## Exercise description
Reproduce each entry exactly, so that everything except the pictures is carried over.

## Information provided
◆ ◆ ◆ ◆ ◆ ◆ ◆

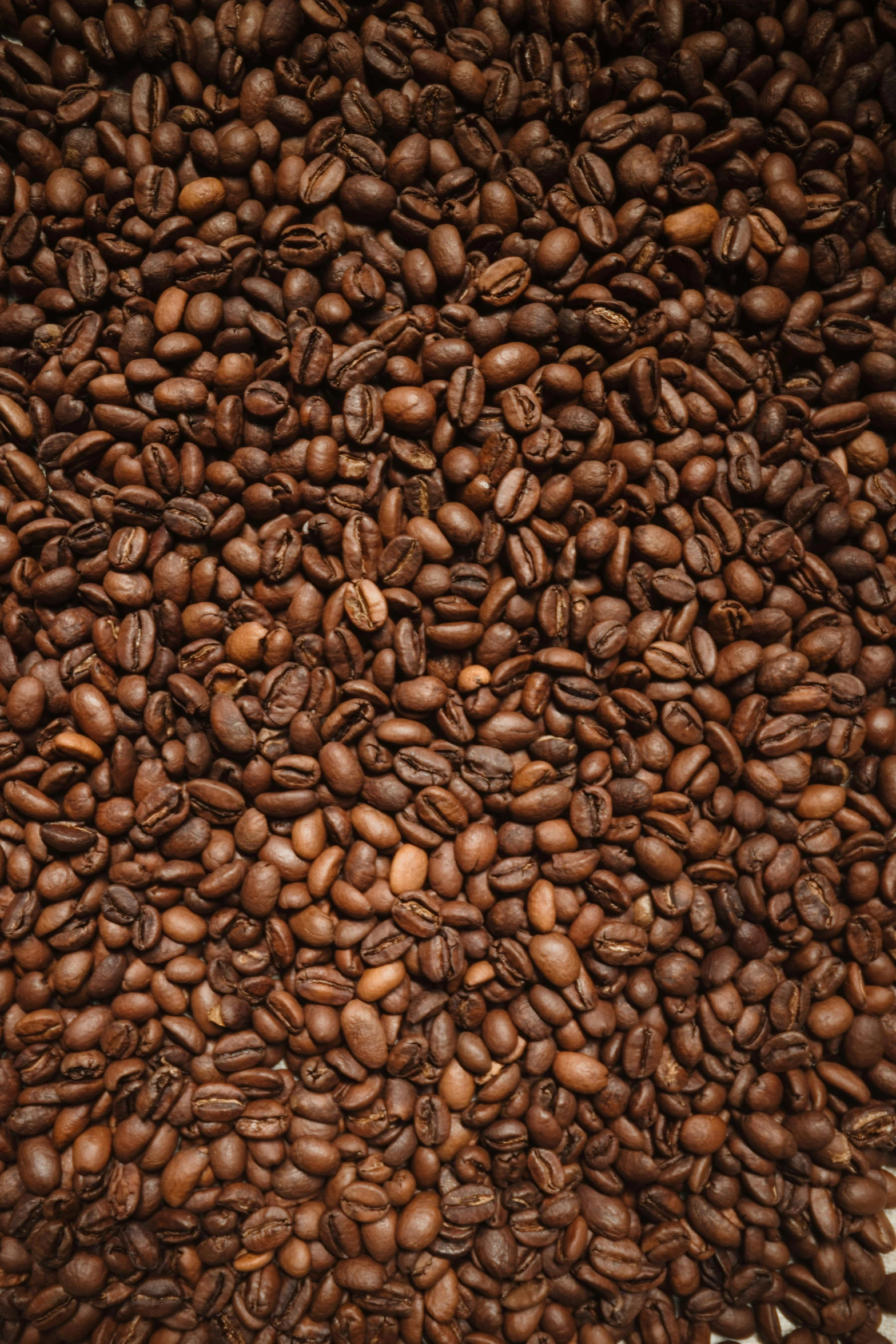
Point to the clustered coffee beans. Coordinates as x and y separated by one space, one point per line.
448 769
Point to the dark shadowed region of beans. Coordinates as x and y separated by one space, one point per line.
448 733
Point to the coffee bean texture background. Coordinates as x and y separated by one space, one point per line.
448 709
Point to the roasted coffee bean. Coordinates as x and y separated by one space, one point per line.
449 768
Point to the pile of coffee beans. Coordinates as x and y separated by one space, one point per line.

◆ ◆ ◆ ◆ ◆ ◆ ◆

## Solution for this task
Point to the clustered coffee beans. Coordinates as x and y separated by one space, one point per line.
448 769
Point to the dark shadowed region of beans. Coordinates as x and y separated by one space, one point per line.
448 733
Point to the coffee bean texture background. Coordinates as x and y separated by one space, one point per line.
448 709
Point to the roasted coffee bean. Coordinates as x and y separated by one space, one point per line.
449 768
Point to the pile of coffee beans. Coordinates as x and y separated by one space, one point per line.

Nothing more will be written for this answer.